Excerpted passage:
San Francisco Green Film Festival Reviews

by on September 24, 2019

“Push,” “The River And The Wall” and “16 Sunrises”

“Squat!  Squat! F**k the rich greedhead a**holes!” is definitely not a normal audience member reaction at the San Francisco Green Film Festival (hereafter SFGFF).  However, the 9th SFGFF’s Opening Night Film is bound to spark this reaction. The housing pricing crisis that’s the subject of the documentary “Push” particularly happens to be a personal sore point for current lower and middle class San Francisco renters

“Push”’s director Fredrik Gertten doesn’t exactly love the sight of the economically strong preying on the weak.  Dole Foods tried to shut down Gertten’s documentary “Bananas!*” because the film chronicled a court case alleging the fruit company protected its banana crop by  allowing its foreign workers to be exposed to DBCP, a pesticide already banned in the U.S.

The global housing crisis happens to be another example of the rich preying on the less well-off.  Why have housing prices rocketed to the point that in 59 out of 102 countries, the average person can only afford to buy a home if they save their annual salary for at least a decade?

To answer that question, Gertten follows UN Special Rapporteur On Adequate Housing Leilani Farha as she travels around the world meeting lower income people priced out of housing through insane rent hikes or the deliberate construction of luxury condominiums.  The Blackstone Group in particular has a housing business model built on buying up low income housing and seeing how much more rental money they can shake out of tenants. Government officials who treat Blackstone’s predations as a fait accompli do nothing to help curb Blackstone’s abuses.

It takes interviews with Saskia Sassen (global cities theorist), Joseph Stiglitz (Nobel Prize-winning economist), and Roberto Saviano (author of the Camorra expose Gomorrah) to reveal that the classic investigative advice to “follow the money” becomes key to understanding the roots of the worldwide housing crisis.  Specifically, the interests that have propagated this crisis don’t see housing as a human right. To them, a single family home is a capitalist good.   Housing is either a better investment vehicle than stocks (the Asian investor attitude) or it’s a great way to launder ill-gotten gains (the Camorra approach).  Gertten unfortunately resists the temptation at this point to make jokes about the thin divide between corporate behavior and organized crime.

Farha, for her part, declines to go the condemning capitalism route.   She admits to being a fan of capitalism. Yet that fandom makes the Rapporteur look naive as she hopes to have a conversation with Jonathan Gray, the Blackstone Group’s Head of Global Real Estate.  Farha hopes that by talking to Gray about the human consequences of Blackstone’s actions, the conversation may shift Blackstone’s economic extractive behavior. That hope goes about as well as the cynical-minded suspects.

Actions to take:
[1] In the film review, which pesticide already banned in the U.S. was at the center of the court case in "Bananas!*"?
[2] Please resume the film review of "Push" after its last sentence, in the same style.

(Position annotation records)

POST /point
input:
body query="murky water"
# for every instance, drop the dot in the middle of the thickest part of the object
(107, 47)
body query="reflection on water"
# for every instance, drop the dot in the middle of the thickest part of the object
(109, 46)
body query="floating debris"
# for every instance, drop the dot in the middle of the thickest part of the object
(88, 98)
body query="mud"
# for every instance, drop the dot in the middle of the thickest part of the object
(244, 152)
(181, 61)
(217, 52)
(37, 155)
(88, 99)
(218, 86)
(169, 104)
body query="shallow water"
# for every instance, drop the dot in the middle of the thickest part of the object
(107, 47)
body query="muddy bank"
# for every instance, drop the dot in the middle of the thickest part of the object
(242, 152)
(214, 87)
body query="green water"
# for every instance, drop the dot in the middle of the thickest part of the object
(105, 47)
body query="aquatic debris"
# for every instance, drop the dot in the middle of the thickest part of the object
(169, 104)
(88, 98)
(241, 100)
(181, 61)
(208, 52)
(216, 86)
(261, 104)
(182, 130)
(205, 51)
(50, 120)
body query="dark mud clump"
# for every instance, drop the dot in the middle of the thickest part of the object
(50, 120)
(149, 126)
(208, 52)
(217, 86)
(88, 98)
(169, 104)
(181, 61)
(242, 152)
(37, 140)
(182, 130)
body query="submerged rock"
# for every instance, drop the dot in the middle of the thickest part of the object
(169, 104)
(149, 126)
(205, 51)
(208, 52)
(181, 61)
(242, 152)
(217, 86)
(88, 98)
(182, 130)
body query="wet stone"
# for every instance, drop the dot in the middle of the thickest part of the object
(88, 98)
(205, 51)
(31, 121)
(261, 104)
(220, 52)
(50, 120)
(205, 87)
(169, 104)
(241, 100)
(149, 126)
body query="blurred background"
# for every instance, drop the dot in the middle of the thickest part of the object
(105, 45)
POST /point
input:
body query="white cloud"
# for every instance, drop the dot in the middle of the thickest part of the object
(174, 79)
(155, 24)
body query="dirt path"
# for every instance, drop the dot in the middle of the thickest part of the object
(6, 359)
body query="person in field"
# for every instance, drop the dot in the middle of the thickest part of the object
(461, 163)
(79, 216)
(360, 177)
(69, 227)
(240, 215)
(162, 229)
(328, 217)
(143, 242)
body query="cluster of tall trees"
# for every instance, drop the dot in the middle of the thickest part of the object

Outputs in order:
[1] DBCP

[2]
To the Rapporteur’s credit, she isn’t a naif who’s unaware of the uphill battle she faces.  The large gap between current human rights law and its ability to address the global housing crisis is glaringly obvious.  A scene where Farha makes a presentation on the housing problem to a UN meeting gets brutally captured by Gertten as a moment where way too many attendees treat the Rapporteur’s presentation as so much background noise.

Yet to sink into despair and hopelessness is not a feasible option.  Doing so means letting London’s notorious Grenfell Tower fire remain in public consciousness as a simple tragedy instead of a symbol of the failure of not treating housing as a human right.  Isn’t it reasonable to suspect upmarket residents of the neighboring Notting Hill district resented the presence of the public housing tower? Or that displaced Grenfell Tower residents’ resettlement offers took them out of the Notting Hill area and even London itself?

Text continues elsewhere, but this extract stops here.